Work required: Needed from the entries below: every line that holds the word "plate".

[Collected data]
-------
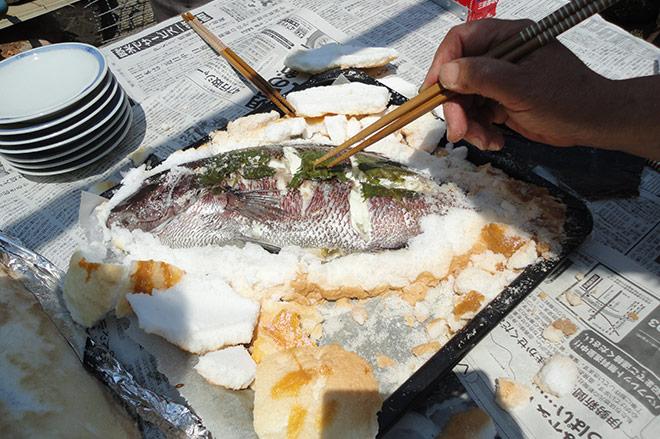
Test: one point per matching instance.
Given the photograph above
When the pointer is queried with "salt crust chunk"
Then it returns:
(199, 314)
(424, 133)
(91, 289)
(524, 256)
(557, 376)
(336, 128)
(353, 98)
(251, 122)
(555, 335)
(511, 395)
(230, 367)
(333, 55)
(573, 298)
(310, 392)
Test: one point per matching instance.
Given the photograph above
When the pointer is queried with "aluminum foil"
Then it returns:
(43, 279)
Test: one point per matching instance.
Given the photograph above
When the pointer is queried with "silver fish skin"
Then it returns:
(273, 196)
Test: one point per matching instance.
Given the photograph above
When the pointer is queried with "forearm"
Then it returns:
(629, 117)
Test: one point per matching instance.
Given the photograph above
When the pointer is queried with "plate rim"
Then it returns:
(121, 137)
(122, 117)
(52, 122)
(103, 64)
(105, 120)
(63, 131)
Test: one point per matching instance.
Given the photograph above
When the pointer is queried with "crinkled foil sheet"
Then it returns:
(159, 416)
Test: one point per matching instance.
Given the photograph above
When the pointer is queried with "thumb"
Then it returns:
(492, 78)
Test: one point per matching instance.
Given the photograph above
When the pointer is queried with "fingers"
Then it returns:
(466, 120)
(498, 80)
(456, 118)
(471, 39)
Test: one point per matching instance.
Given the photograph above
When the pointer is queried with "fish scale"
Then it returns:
(211, 202)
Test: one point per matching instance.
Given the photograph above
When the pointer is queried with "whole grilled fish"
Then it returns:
(273, 195)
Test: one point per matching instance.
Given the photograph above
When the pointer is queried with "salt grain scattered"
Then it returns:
(573, 298)
(553, 334)
(557, 376)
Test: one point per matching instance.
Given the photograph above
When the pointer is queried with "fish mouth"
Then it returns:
(131, 220)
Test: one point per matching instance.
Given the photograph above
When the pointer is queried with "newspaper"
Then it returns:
(181, 91)
(615, 275)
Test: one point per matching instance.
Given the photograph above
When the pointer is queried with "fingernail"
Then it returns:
(448, 74)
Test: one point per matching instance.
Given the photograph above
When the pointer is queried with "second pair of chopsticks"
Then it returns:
(512, 49)
(239, 64)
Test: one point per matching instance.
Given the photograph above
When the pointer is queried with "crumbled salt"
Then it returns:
(336, 127)
(524, 256)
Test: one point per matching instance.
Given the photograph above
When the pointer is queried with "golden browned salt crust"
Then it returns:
(468, 304)
(145, 277)
(510, 394)
(359, 314)
(566, 326)
(383, 361)
(91, 289)
(410, 320)
(314, 392)
(426, 349)
(285, 325)
(306, 292)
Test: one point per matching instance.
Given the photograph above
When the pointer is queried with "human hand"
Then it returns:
(550, 96)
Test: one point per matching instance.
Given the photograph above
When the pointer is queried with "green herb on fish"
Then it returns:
(372, 190)
(308, 171)
(251, 164)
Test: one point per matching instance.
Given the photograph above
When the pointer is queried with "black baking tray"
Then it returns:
(577, 227)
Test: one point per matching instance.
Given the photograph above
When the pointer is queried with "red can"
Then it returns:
(478, 9)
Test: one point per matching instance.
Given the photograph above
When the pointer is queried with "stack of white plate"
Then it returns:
(61, 109)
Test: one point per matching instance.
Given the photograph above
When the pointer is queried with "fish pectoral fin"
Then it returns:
(257, 205)
(271, 248)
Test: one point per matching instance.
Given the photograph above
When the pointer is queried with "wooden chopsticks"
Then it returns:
(512, 49)
(239, 64)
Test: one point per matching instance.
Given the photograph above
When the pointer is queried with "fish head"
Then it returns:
(159, 199)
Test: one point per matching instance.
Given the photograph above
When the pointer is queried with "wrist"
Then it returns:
(627, 116)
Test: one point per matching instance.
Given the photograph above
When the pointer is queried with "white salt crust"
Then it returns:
(558, 375)
(257, 274)
(198, 314)
(352, 98)
(333, 55)
(230, 367)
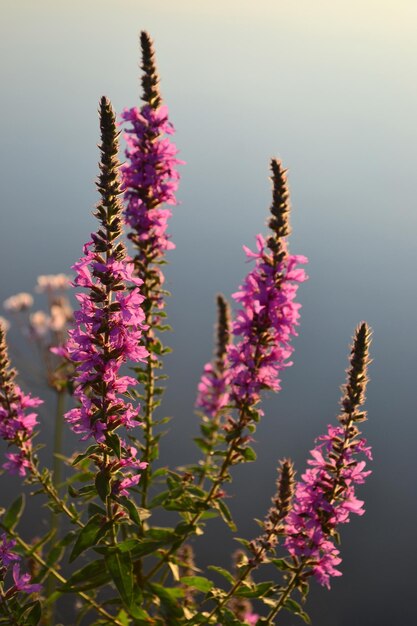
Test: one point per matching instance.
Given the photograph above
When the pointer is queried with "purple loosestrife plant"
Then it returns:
(263, 326)
(123, 569)
(108, 331)
(150, 180)
(13, 583)
(17, 419)
(325, 495)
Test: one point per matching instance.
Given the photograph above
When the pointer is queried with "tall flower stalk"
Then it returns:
(150, 181)
(17, 419)
(108, 332)
(263, 327)
(325, 496)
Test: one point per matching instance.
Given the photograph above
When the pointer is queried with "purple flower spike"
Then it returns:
(149, 176)
(265, 323)
(17, 420)
(22, 581)
(266, 320)
(325, 497)
(110, 322)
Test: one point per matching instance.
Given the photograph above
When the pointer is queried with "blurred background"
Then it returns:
(330, 88)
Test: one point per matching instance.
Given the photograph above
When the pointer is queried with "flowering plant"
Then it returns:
(102, 547)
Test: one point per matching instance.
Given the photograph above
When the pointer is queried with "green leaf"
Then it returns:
(136, 514)
(102, 483)
(281, 564)
(33, 615)
(197, 582)
(223, 572)
(293, 606)
(202, 444)
(57, 550)
(225, 513)
(113, 441)
(14, 513)
(119, 565)
(86, 537)
(91, 576)
(169, 601)
(256, 591)
(249, 454)
(87, 453)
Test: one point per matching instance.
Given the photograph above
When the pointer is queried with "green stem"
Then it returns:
(34, 555)
(148, 419)
(56, 481)
(292, 584)
(210, 496)
(50, 490)
(58, 436)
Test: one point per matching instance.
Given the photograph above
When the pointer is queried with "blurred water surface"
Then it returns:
-------
Answer area:
When the pointer is queried with "plate rim"
When the pointer is queried with "stack of white plate"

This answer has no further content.